_Task instructions_. Scan the records below for lines with the word "positive", then state how many you find and nothing else.

_Exercise data_.
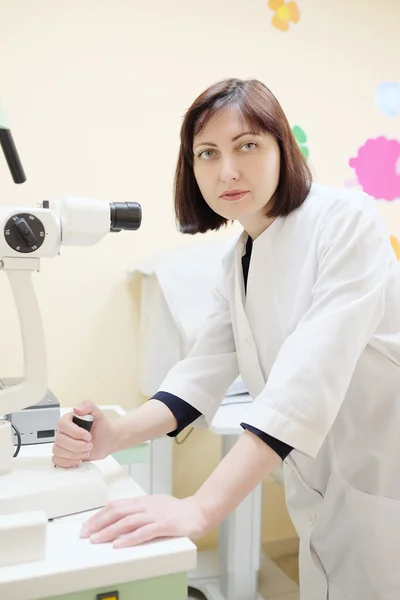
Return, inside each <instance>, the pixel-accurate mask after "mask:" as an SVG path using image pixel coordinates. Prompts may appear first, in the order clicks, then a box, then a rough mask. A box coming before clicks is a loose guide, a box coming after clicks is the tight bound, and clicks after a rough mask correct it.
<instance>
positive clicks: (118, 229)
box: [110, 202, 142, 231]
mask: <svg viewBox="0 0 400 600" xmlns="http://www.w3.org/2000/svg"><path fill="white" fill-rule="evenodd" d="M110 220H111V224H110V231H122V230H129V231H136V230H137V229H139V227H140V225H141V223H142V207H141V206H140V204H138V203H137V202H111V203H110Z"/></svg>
...
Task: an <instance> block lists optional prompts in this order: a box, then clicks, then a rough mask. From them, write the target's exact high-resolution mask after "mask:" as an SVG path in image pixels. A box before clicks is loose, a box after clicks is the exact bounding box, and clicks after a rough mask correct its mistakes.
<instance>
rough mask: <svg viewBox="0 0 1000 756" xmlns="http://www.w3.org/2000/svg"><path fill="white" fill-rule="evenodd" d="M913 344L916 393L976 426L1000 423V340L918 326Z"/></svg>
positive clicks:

_Task output_. 2